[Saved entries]
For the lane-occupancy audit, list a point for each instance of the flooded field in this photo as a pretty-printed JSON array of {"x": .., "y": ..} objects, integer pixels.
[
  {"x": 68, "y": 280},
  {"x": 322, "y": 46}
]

...

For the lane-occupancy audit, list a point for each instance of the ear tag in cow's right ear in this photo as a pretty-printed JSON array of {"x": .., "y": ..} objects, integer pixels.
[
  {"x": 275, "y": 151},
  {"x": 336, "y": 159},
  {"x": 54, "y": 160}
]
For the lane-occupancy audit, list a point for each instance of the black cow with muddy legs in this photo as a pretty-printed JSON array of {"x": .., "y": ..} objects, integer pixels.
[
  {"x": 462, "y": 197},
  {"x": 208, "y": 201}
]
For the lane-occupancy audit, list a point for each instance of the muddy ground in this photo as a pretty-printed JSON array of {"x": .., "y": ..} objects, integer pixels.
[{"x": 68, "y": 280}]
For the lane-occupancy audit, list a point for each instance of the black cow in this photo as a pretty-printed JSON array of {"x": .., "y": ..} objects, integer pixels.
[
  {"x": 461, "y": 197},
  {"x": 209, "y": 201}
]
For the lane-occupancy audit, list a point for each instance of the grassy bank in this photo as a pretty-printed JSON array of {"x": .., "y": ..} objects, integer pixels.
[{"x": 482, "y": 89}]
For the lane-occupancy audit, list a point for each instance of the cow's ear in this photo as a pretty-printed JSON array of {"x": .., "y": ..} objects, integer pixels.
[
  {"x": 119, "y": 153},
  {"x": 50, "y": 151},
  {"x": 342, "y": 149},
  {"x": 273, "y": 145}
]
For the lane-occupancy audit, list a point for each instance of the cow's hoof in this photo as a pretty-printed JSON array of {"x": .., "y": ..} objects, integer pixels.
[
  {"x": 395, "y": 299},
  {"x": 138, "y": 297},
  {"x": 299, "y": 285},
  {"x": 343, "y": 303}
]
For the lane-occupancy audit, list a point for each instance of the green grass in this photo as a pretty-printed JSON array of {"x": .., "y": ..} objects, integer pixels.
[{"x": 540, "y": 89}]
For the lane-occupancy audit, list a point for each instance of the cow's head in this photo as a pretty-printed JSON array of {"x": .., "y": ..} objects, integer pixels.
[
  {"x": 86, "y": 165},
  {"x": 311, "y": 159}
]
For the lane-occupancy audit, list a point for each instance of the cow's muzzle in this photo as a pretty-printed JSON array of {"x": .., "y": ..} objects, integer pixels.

» **YOUR OBJECTIVE**
All lines above from the one containing "the cow's head" to the one containing "the cow's muzzle" must be repeated exactly, both lines included, and no others.

» **YOUR SOLUTION**
For the lane-occupancy audit, list a point for each instance of the cow's head in this photo as a pretty-printed JSON array of {"x": .., "y": ..} objects, integer pixels.
[
  {"x": 86, "y": 165},
  {"x": 311, "y": 159}
]
For the lane-occupancy audit, list a point for each instance of the cow's muzzle in this photo as a pretty-printed JSON array of {"x": .., "y": ..} objects, integer pixels.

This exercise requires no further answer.